→ Material for this exercise

┄┄┄┄┄┄┄┄┄┄

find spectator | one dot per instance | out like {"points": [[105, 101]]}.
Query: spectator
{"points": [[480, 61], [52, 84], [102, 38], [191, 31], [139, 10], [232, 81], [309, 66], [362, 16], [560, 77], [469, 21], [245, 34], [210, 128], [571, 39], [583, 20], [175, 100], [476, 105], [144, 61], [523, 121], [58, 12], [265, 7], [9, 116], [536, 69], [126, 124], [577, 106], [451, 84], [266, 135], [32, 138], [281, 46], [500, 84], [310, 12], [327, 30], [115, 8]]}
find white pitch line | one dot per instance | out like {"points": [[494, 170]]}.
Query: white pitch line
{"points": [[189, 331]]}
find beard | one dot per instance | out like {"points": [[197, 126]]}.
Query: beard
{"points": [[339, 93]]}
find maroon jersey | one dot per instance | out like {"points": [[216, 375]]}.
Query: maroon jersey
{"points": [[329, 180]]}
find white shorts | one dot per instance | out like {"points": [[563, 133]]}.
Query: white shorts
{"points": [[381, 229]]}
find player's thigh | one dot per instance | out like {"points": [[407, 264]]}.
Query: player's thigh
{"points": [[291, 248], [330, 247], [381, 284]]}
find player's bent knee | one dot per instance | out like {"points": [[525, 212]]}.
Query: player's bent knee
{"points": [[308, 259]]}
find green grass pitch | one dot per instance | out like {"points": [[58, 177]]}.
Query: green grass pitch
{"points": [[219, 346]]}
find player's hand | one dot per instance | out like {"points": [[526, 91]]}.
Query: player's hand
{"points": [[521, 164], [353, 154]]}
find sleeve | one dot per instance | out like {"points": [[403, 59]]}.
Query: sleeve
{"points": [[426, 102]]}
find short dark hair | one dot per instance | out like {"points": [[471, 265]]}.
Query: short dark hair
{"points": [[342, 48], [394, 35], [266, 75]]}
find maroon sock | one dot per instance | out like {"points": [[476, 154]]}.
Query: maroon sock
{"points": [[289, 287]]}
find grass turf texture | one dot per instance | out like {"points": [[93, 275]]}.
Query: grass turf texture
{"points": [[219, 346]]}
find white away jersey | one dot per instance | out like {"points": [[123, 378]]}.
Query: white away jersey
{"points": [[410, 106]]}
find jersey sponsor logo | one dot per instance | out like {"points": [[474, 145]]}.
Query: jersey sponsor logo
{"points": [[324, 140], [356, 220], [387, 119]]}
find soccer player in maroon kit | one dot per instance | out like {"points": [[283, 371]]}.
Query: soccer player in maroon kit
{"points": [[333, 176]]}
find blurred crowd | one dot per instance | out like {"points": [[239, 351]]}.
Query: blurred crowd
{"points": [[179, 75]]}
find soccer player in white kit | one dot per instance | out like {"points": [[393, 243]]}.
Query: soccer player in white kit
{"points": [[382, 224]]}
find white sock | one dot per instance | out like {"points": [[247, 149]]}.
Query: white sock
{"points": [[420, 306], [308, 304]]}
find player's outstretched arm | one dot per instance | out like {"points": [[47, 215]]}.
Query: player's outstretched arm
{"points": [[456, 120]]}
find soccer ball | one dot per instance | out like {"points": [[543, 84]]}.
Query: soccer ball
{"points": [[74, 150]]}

┄┄┄┄┄┄┄┄┄┄

Reproduce verbatim only the lines from the one holding "Query: white sock" through the end of the records.

Query: white sock
{"points": [[420, 306], [308, 304]]}
find player's outstretched arm | one dot per instance | out like {"points": [[47, 215]]}.
Query: player's outstretched arm
{"points": [[456, 120]]}
find soccer ball | one dot per instance | out like {"points": [[543, 84]]}.
Query: soccer ball
{"points": [[74, 150]]}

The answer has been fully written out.